§ **Information supplied**:
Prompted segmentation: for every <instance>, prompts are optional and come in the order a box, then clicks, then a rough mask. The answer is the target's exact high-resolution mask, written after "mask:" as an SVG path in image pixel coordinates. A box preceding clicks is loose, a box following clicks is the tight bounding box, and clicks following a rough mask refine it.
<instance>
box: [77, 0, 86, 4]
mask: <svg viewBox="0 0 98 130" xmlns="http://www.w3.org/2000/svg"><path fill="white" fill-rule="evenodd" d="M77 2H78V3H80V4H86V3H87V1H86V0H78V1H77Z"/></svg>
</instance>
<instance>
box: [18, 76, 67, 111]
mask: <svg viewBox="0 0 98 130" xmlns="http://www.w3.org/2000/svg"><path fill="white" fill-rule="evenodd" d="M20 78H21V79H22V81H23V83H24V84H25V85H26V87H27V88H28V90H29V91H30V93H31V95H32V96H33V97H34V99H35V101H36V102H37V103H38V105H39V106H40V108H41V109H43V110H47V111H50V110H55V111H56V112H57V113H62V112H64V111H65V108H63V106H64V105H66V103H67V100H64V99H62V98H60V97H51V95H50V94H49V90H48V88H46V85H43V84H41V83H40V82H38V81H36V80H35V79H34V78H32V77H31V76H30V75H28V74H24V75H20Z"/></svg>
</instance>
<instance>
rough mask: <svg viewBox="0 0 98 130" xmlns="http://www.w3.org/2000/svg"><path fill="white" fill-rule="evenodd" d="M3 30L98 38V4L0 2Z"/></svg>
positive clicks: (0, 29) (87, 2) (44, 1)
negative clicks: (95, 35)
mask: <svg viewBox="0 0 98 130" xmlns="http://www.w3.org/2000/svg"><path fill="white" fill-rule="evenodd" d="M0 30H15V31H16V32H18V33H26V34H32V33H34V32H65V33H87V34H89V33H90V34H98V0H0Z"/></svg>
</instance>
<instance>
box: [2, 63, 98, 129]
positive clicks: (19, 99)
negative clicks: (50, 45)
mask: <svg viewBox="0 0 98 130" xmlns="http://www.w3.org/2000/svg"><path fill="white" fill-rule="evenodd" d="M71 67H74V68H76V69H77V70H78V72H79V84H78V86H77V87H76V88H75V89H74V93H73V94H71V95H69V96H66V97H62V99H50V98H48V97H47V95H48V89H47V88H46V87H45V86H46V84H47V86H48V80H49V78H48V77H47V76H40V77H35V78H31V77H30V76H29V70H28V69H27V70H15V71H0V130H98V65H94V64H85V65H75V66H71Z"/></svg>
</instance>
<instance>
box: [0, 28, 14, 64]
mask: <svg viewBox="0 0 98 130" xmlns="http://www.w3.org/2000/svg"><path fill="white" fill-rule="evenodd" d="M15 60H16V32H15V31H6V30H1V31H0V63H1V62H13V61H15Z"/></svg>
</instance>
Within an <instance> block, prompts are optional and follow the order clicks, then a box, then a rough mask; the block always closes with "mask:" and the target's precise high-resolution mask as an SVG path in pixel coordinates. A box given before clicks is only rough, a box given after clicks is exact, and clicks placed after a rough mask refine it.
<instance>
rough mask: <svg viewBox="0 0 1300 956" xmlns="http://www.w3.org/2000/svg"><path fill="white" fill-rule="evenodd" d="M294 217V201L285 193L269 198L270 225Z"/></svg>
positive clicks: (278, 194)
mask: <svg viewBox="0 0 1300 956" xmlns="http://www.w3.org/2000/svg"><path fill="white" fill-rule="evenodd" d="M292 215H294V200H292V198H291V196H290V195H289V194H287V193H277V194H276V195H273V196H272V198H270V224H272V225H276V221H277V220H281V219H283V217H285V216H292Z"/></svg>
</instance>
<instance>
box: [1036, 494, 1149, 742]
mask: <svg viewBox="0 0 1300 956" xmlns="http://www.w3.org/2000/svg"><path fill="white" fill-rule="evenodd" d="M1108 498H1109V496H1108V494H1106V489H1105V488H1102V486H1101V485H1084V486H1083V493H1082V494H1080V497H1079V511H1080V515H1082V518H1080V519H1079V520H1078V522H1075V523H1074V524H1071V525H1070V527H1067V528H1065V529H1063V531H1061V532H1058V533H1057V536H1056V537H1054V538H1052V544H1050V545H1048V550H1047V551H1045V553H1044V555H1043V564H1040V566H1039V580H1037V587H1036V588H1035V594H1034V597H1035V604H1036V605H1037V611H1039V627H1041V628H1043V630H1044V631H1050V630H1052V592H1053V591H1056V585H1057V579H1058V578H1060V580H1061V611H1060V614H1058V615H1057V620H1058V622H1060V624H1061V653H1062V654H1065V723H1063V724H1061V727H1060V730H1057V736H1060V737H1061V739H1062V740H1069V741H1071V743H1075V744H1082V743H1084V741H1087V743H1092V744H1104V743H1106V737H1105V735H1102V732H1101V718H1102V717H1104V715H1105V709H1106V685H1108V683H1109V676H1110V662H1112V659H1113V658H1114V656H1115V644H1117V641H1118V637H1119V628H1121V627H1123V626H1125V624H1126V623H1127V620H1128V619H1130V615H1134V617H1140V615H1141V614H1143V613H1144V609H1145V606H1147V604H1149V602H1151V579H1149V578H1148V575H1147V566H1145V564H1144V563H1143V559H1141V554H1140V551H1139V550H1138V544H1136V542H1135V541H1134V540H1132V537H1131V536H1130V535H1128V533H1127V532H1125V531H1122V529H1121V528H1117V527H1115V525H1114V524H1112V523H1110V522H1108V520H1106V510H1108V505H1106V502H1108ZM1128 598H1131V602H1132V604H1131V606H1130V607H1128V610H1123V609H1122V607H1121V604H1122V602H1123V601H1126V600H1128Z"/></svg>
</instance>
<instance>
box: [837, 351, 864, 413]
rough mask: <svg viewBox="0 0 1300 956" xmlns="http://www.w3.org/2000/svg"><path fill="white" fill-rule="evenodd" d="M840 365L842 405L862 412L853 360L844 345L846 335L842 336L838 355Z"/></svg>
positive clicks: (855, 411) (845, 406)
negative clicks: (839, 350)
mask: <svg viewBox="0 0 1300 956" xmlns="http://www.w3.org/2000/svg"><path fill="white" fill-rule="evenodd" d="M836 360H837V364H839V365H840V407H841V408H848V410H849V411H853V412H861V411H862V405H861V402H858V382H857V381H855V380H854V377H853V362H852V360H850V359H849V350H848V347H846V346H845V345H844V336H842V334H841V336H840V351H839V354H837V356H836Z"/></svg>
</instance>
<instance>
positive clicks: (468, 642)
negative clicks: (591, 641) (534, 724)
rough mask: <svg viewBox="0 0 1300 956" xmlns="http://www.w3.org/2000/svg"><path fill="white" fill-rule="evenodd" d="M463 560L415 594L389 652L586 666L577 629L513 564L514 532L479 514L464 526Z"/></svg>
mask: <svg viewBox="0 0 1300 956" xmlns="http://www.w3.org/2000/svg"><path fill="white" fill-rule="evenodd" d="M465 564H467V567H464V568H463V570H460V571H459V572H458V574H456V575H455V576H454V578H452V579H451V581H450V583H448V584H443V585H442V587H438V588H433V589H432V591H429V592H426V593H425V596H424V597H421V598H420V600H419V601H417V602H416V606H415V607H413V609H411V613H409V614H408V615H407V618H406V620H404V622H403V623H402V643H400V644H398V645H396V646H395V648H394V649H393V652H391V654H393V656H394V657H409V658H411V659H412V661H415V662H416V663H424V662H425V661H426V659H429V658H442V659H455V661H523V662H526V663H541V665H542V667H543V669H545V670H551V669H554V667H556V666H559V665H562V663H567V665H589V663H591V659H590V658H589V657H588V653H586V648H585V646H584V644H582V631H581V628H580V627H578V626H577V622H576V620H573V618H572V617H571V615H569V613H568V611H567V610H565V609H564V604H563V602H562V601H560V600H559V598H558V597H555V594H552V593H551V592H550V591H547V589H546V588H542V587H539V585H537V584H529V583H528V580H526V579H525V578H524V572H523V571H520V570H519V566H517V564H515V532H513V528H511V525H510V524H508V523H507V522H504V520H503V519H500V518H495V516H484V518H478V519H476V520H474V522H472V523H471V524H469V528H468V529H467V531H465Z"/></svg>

§ **How to complete this task**:
As listed above, the lines from the line with "365L842 405L862 412L853" to the line with "positive clicks: (855, 411) (845, 406)" are to be echoed exactly, with both ends included and nothing added.

§ **Final answer**:
rough mask: <svg viewBox="0 0 1300 956" xmlns="http://www.w3.org/2000/svg"><path fill="white" fill-rule="evenodd" d="M840 365L842 405L862 412L853 360L844 345L846 335L842 336L838 355Z"/></svg>
positive clicks: (855, 411) (845, 406)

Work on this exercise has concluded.